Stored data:
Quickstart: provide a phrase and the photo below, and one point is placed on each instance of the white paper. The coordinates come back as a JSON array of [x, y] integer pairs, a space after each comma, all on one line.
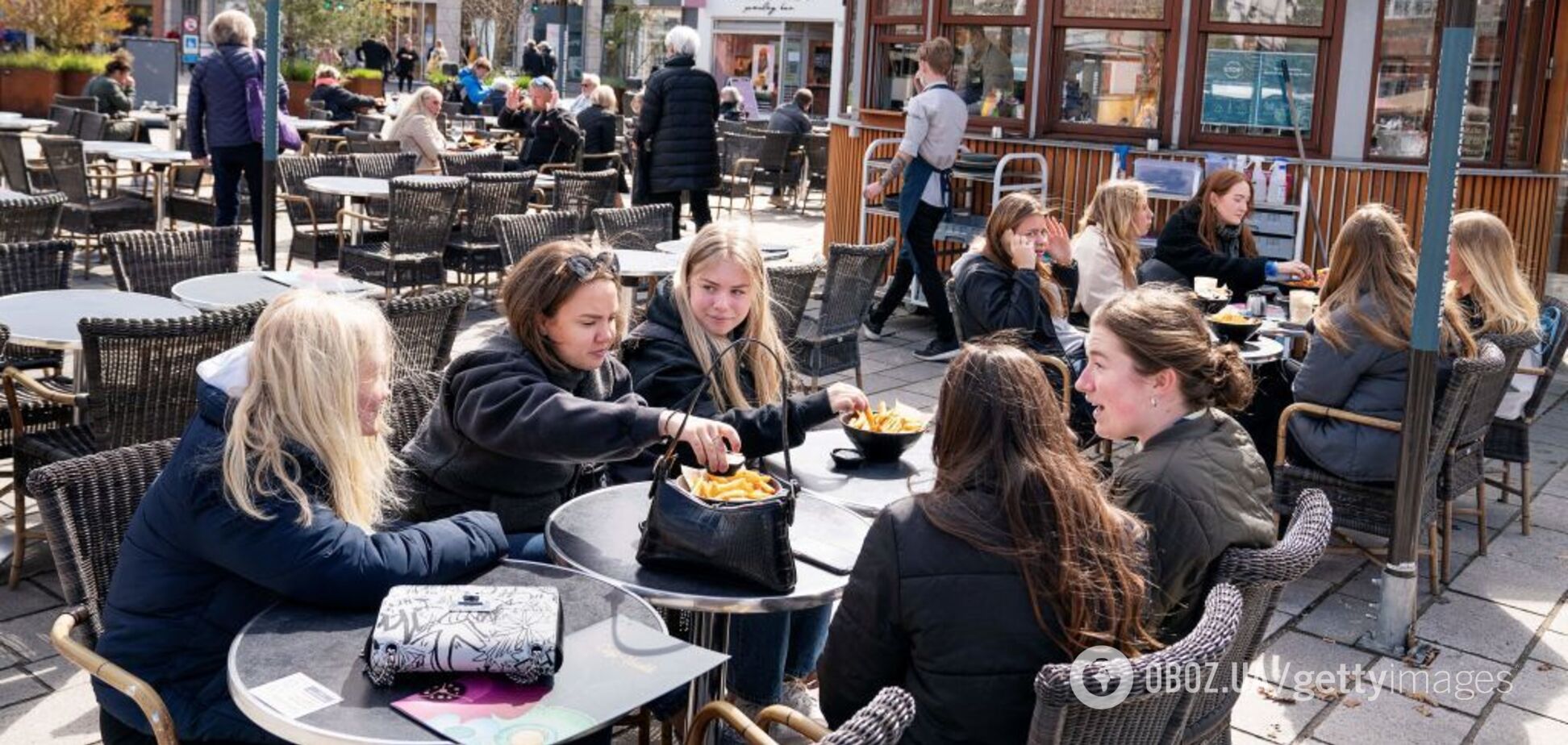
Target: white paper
[[295, 695]]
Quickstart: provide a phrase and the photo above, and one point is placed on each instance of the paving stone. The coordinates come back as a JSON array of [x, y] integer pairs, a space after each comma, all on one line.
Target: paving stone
[[1508, 725], [1456, 680], [1390, 717], [1490, 630]]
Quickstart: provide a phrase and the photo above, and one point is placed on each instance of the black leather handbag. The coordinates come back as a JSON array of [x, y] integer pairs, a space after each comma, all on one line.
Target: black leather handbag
[[742, 540]]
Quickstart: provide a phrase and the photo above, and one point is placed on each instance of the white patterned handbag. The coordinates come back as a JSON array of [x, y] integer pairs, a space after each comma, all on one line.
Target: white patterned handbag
[[466, 630]]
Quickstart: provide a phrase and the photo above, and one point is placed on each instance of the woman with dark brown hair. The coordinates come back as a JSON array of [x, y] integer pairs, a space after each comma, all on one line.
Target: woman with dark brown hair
[[1209, 237], [526, 422], [1011, 560], [1197, 481]]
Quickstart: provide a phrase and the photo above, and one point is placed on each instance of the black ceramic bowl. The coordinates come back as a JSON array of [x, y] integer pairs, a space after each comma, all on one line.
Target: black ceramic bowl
[[877, 446]]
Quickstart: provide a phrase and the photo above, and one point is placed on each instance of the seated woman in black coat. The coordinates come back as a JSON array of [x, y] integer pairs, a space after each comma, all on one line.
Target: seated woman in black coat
[[278, 491], [1209, 237], [1011, 560], [526, 422], [720, 293], [1197, 481]]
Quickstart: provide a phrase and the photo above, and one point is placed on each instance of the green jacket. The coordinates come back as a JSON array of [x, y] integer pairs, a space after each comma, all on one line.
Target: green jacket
[[111, 98]]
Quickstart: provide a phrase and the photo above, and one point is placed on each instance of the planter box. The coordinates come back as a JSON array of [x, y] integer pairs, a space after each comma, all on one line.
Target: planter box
[[28, 91]]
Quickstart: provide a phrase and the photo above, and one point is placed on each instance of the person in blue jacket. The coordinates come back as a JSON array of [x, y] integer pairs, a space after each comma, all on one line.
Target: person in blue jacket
[[278, 489]]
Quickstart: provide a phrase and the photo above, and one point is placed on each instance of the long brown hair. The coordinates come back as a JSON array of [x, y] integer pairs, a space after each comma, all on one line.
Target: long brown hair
[[1217, 184], [1010, 482], [1372, 257], [538, 285], [1007, 215]]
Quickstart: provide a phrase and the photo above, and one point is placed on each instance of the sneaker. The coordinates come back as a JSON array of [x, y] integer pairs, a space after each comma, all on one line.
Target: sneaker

▶ [What to produce]: Lines containing the word "sneaker": copy every one of them from the records above.

▶ [Answer below]:
Quickstart: provide a phrase and the photo above, and one point is placed on each instance of the sneaker. The coordinates come back as a JSON array of [x, y] integer pairs, a space after each comma, all on one line.
Target: sneaker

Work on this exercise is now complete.